## Document passage
========================

Access to the physical environment of WLANs is regulated by the IEEE 802.11 standard [1]. The most widely used MAC protocol is based on the CSMA/CA scheme. This scheme provides contention-based access to the physical environment. In the early versions of IEEE 802.11 the CSMA/CA mechanism was implemented as the Distributed Coordination Function (DCF). DCF provides equal access for all nodes in the network by using a time-dependent set of parameters: slot time, inter-frame space, and Contention Window ranged from its minimum to its maximum value. Besides, in Access Point–oriented networks, the IEEE 802.11 standard provides Point Coordination Function (PCF) that enables centralized access to the physical environment. However, unlike DCF, which is necessary and important, PCF is optional and not all manufacturers support it.

Distributed Coordination Function does not support Quality of Services (QoS). To provide multimedia applications and real-time traffic an Enhanced Distributed Channel Access (EDCA) is developed. Unlike the basic DCF scheme, the EDCA scheme, which is an extension of it, designed to support Quality of Service and supports four categories of access. The EDCA scheme defines four access categories (ACs) that provide support for the delivery of prioritized traffic. Each AC has a transmission queue and independently executes DCF scheme. As the higher-priority frames now have a better chance to be transmitted, the channel utilization is reduced. Many research works [2,3,4,5,6,7,8,9,10] are aimed to improve the performance of MAC sublayer by using different methods and research approaches [2,4,5]. Moreover, most of them aims to ensure the transmission of various traffic types with different requirements, however, the impact of different ratios of various traffic types on the network performance has not yet been studied. Knowledge of this impact would provide an opportunity to develop specialized algorithms to improve the MAC sublayer oriented on certain ratios of traffic types in each specific application. As a result, network efficiency could be enhanced.

The main contributions of this paper can be summarized as follows:

• It is revealed that the impact of high-/low-priority traffic ratio on the MAC sublayer performance of wireless LANs depends on the number of access categories and is different for different network sizes;
• It is also shown that, for a large network, the impact of high-/low-priority traffic ratio is significant. In the case of prevailed high-priority network load the total network capacity for intensive load is almost twice less, than in the case of prevailed low-priority network load;
• Based on the simulation, the conditions, under which the adaptive adjusting of the number of access categories could significantly increase the efficiency of wireless LAN, are determined.

========================

## Goal A
From the rows, return the lines verbatim, starting with the line containing "Would you point at the man in blue" and going on through the line containing "point(405, 377)", both included.
The rows that come next have no connection to the passage on wireless LAN channel access.

## Exercise inputs
========================

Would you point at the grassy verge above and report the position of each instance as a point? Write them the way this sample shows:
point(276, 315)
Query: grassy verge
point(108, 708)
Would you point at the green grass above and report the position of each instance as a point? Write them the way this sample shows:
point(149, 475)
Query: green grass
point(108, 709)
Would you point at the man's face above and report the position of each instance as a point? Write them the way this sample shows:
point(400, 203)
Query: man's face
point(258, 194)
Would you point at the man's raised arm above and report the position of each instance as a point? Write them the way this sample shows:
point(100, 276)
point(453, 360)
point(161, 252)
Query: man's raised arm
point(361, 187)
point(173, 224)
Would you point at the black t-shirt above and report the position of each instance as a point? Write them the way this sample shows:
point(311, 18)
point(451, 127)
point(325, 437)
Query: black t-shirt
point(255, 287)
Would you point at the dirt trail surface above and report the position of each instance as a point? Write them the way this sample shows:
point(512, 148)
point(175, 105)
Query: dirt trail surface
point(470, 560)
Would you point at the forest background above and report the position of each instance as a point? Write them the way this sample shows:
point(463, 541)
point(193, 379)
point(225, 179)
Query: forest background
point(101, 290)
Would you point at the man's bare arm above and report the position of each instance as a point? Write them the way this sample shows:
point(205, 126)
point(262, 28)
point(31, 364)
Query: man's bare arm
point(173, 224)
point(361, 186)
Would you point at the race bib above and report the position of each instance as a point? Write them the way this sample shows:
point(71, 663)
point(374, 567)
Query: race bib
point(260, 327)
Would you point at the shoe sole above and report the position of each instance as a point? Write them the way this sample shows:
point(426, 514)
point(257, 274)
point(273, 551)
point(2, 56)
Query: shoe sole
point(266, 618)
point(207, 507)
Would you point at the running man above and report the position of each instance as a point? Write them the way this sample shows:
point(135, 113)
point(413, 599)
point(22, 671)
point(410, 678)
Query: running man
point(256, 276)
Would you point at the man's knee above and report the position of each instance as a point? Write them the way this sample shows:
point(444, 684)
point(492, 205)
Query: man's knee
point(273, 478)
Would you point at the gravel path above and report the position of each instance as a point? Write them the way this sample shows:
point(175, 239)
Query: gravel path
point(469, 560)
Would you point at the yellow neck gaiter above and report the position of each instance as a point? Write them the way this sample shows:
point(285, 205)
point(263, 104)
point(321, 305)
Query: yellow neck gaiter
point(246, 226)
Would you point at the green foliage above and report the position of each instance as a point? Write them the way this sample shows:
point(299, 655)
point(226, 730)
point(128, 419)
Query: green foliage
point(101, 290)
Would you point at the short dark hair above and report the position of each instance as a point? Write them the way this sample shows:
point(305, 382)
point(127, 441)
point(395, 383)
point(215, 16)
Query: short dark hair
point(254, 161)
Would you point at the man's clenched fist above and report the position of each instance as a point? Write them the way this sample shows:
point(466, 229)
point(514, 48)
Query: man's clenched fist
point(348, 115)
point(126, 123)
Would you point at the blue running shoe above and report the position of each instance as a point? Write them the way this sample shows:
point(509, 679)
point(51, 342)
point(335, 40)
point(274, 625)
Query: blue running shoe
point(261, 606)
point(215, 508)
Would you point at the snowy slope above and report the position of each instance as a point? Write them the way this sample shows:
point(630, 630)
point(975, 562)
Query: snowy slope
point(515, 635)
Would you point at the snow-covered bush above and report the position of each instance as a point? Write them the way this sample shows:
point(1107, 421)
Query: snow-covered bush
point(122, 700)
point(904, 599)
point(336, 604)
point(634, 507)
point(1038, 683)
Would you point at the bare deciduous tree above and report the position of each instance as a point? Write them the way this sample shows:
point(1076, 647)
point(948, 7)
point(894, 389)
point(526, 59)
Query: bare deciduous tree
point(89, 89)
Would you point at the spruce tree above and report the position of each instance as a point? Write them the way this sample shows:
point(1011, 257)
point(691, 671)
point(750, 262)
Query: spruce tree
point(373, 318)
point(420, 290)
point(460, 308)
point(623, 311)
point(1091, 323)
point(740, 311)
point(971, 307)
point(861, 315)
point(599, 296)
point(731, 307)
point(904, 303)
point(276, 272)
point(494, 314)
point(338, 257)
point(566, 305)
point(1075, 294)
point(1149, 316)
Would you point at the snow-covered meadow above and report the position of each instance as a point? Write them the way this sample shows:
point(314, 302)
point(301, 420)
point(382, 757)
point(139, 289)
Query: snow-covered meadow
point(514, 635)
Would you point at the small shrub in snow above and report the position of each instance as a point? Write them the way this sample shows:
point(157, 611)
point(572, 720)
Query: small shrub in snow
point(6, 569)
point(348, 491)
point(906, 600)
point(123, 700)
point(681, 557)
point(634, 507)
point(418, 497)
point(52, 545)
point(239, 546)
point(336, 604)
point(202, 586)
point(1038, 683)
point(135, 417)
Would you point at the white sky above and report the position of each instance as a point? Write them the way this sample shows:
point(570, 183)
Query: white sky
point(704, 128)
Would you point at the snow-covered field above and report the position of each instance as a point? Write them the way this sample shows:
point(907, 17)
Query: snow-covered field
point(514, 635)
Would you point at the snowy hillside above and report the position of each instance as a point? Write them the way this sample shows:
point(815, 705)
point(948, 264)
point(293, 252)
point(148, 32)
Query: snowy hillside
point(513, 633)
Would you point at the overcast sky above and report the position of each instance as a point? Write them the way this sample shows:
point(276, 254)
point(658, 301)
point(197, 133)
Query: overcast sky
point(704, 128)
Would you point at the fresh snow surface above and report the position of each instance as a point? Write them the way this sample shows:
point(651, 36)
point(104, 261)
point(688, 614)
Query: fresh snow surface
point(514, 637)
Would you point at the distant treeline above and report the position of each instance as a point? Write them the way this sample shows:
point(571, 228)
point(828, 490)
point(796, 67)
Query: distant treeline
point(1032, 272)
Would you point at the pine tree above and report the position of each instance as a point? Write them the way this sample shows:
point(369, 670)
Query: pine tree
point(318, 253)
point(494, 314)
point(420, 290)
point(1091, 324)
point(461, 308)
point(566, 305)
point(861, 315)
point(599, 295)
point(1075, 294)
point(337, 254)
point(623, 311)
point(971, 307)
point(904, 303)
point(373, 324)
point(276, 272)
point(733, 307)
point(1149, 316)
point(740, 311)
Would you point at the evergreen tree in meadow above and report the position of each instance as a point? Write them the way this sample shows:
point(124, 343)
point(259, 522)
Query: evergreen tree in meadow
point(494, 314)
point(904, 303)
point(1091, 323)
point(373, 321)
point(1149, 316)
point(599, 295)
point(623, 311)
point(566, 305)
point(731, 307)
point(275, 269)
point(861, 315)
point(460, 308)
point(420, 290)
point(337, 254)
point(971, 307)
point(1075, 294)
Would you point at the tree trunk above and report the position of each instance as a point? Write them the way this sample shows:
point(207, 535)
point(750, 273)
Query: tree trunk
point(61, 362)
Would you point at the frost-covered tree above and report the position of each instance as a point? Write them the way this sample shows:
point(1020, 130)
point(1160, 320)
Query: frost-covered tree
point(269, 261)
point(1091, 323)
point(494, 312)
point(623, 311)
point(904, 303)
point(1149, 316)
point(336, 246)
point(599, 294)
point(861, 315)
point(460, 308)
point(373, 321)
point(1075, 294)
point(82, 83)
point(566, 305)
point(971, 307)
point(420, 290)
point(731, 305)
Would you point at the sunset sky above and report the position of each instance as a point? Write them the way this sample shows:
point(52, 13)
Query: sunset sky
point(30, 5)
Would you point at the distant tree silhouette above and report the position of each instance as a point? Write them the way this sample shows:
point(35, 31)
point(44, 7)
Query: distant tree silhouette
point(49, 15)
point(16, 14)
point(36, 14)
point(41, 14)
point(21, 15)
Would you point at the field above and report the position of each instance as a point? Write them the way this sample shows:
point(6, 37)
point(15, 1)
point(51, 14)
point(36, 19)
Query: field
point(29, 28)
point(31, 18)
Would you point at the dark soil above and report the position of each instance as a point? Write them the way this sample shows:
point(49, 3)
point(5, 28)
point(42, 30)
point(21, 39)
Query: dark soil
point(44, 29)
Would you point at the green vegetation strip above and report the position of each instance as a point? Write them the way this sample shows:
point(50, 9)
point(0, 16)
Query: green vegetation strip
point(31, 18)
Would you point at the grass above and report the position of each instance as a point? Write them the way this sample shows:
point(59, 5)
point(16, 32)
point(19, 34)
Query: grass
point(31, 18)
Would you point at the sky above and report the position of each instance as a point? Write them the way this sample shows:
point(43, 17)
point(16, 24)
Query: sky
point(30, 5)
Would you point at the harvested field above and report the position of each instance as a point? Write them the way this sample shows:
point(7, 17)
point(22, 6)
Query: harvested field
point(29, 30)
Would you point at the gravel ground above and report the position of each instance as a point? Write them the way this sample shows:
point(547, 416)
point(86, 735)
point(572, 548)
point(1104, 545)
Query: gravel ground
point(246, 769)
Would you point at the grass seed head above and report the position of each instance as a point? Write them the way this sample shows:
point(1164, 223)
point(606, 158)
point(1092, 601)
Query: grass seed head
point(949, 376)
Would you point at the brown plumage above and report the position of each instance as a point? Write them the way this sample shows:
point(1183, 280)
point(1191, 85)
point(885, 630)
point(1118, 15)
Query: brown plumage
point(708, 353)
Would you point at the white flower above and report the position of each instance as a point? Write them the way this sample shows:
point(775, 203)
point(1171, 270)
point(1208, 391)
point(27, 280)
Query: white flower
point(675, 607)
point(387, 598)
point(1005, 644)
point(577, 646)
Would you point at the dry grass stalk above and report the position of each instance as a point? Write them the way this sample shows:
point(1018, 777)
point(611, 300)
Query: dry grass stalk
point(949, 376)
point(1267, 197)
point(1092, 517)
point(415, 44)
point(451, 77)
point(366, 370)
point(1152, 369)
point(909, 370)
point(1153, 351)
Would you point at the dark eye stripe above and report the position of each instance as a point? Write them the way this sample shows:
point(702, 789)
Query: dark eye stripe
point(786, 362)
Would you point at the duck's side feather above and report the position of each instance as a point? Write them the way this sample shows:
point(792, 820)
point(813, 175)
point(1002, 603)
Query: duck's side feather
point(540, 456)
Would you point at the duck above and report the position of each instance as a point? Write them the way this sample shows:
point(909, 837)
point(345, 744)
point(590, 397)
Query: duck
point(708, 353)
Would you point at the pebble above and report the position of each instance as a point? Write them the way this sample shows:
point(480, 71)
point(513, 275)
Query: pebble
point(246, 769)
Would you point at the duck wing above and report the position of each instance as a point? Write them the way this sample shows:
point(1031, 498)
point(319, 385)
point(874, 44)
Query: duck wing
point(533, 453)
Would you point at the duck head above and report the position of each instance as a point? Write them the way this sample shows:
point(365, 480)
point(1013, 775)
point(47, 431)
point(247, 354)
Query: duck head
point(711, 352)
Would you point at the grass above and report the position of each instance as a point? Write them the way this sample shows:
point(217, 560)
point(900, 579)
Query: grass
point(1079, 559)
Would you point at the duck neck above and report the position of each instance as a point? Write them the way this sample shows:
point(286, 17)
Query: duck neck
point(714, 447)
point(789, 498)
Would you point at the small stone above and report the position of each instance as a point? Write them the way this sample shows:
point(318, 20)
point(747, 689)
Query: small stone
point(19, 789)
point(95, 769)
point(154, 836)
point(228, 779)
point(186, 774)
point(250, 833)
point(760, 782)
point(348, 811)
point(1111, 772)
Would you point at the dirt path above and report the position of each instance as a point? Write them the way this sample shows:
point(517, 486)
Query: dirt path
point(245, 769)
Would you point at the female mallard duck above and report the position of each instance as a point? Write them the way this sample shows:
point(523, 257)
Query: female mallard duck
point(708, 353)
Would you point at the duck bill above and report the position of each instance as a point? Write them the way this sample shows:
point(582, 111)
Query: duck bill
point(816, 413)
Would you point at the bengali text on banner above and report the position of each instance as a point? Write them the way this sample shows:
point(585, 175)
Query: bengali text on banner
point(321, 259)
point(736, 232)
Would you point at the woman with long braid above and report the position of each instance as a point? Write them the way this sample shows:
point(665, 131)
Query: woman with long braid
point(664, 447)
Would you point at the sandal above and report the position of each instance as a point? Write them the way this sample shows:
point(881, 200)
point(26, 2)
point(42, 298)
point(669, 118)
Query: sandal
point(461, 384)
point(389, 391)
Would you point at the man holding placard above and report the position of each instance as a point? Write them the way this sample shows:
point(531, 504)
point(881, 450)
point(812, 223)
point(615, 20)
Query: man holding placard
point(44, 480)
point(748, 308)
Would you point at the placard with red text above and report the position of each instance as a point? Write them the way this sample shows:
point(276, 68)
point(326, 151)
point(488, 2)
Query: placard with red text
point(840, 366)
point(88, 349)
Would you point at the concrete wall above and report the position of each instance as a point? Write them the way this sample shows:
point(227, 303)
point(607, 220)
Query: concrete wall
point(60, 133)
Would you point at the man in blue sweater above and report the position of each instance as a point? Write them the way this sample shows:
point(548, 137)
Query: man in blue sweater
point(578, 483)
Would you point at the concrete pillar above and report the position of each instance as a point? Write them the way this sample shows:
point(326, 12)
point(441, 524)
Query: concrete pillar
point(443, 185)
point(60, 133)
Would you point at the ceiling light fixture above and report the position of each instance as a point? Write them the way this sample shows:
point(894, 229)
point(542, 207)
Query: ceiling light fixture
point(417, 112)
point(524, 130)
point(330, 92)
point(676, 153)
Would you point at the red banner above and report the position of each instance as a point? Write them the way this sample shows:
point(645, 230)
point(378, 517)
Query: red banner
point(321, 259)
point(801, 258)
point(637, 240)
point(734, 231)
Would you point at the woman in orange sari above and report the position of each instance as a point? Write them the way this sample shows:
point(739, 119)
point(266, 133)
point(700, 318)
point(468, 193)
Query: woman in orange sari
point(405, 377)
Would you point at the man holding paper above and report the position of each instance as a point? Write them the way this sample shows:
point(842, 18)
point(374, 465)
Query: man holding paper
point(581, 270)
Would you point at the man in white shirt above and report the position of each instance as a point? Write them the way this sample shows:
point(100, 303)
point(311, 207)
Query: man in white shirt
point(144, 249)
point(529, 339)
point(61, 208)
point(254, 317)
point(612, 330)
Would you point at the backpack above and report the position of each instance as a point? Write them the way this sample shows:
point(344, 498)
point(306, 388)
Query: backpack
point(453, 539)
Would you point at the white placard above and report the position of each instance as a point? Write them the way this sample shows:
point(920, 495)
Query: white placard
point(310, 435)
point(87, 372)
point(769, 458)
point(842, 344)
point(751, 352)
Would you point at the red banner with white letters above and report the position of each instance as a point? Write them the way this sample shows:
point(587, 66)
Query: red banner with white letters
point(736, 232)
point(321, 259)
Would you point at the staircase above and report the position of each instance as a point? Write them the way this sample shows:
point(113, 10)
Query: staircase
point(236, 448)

========================

## Goal B
Resume the passage on wireless LAN channel access from the point where it stops.

## Written reply A
Would you point at the man in blue sweater above and report the position of each instance as a point? Write them the way this sample shows:
point(548, 137)
Query: man in blue sweater
point(578, 483)
Would you point at the concrete pillar above and report the position of each instance as a point? Write them the way this sample shows:
point(326, 12)
point(441, 524)
Query: concrete pillar
point(443, 185)
point(60, 133)
Would you point at the ceiling light fixture above and report the position of each instance as a point? Write them the way this sample shows:
point(894, 229)
point(542, 207)
Query: ceiling light fixture
point(417, 112)
point(524, 130)
point(330, 92)
point(676, 153)
Would you point at the red banner above and report the position of each instance as a point? Write them the way this sample shows:
point(645, 230)
point(378, 517)
Query: red banner
point(321, 259)
point(801, 258)
point(637, 240)
point(734, 231)
Would you point at the woman in orange sari above and report the position of each instance as a point? Write them the way this sample shows:
point(739, 119)
point(266, 133)
point(700, 318)
point(468, 193)
Query: woman in orange sari
point(405, 377)

## Written reply B
2. Related Works

Nowadays, many works are devoted to study and improve the access method to the physical environment defined by IEEE 802.11 standard. A variety of research methods are used, for example, network simulator [2]; Markov chain [3]; Colored Petri Net [4]; machine learning [5]; to provide QoS to specific flows in network traffic, such as voice [11]; video [12]; downloading large files [13]; signaling [14], and integrated traffic [15].

Guaranteeing the quality of service as providing sufficient level of service to meet the traffic requirements is one of the key research areas to improve wireless network performance. A general guide to improving QoS for communication system engineers is presented in Reference [16]. The actual and future trends of QoS wireless networks are discussed in Reference [17]. There are also QoS improvement approaches for specific network types—End-to-End QoS management algorithms for Internet of Things Services in 4G/5G Networks [18], or instilling QoS in Wireless Sensor Networks [7].

Enhancing the quality of service can be also achieved by improving the MAC sublayer. For example, the proposed modified MAC protocol for nano-networks improves their performance and energy efficiency, reduces the probability of collisions [6]. Reference [8] presents a comprehensive review on the techniques to improve the BEB algorithm used to retransmission of frames in CSMA/CA scheme of wireless local area networks. In Reference [9], incoming traffic is divided into three categories, namely normal, urgent, and critical, to which different priorities and different delay times for each category are assigned. It improves the transmission of urgent and critical data. IEEE 802.11 networks enable the QoS by combining the DCF and EDCA with static parameters regardless of existing network capacity, the number of associated stations, or the activity of Access Categories. Moreover, as it has been shown in References [19,20], in case of a highly loaded network, this leads to significant network performance degradation.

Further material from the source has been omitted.